Selected extract:
ISLAMABAD (Staff Report) – National Institute of Folk and Traditional Heritage, Lok Virsa will screen an Iranian film “The Willow Tree” by Majid Majidi here on December 5 under its Mandwa film club program.

The film is based on a resonant metaphor for life’s second chances and a powerful parable of sight and insight. The Willow Tree is a vivid imagery and emotional immediacy which makes this movie
Majid Majidi’s most mature and ambitious film to date.

The story board tells the story of Youssef, a man blinded in a fireworks accident, when eight years old. After an operation he regains his vision, changing his life in unexpected ways. It was
filmed in both Tehran and Paris.

The film served as a spiritual masterpiece on gratitude, transformation and surrender to God. When Youssef is exposed to the visual world, the beauty he encounters is compelling and frustratingly
elusive. Ugliness and strangeness is everywhere. The aggressive presence of the world gradually silences the dialogue he had with God and himself.

Stored data:
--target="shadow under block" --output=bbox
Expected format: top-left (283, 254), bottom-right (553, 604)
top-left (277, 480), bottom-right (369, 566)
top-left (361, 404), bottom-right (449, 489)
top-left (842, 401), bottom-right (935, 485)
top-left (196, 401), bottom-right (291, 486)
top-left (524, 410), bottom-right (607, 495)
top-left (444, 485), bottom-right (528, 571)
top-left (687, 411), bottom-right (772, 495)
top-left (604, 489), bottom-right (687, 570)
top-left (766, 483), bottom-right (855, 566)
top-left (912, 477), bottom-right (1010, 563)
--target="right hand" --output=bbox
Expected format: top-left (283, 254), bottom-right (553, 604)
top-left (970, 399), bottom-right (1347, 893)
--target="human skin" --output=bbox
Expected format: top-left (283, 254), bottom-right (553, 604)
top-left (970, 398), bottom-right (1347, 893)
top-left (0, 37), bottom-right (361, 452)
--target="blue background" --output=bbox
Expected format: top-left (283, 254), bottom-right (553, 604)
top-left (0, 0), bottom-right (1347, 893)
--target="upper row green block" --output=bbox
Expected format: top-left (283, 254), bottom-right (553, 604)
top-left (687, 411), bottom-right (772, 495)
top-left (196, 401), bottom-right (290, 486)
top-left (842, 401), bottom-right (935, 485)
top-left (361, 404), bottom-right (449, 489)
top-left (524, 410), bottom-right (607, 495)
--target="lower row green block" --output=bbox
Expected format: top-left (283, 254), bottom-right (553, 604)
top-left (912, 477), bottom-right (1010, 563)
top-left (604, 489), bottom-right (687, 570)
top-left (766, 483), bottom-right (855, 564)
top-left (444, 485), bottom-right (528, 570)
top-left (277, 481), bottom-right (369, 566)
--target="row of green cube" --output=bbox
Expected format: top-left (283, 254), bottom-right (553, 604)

Work task:
Please pick up the news report on Lok Virsa's screening of "The Willow Tree" after its final sentence and continue it.

Result:
Majid Majidi is an Iranian director whose deeply spiritual films include Children of Heaven (1997), The Color of Paradise (1999) and Baran (2001). The Willow Tree won four awards at the 2005 Fajr Festival in Tehran. The Willow Tree is a spiritual masterpiece that deals with subjects dear to the heart of Sufis and celebrated in the poems and other writings of Rumi.

Youssef moves from a world of darkness where he relies on his senses and his connections with others to a world of light where he relies on sight and winds up falling quickly into selfishness and detachment. Youssef goes through a series of physical and emotional transformations, but it is the last one, the spiritual one, that is the most important in the film.

The Mandwa club was screening movies on every weekend to provide healthy entertainment to the fun lovers of the twin cities as well as revive the fading culture of classical cinema, said an official of Lok Virsa.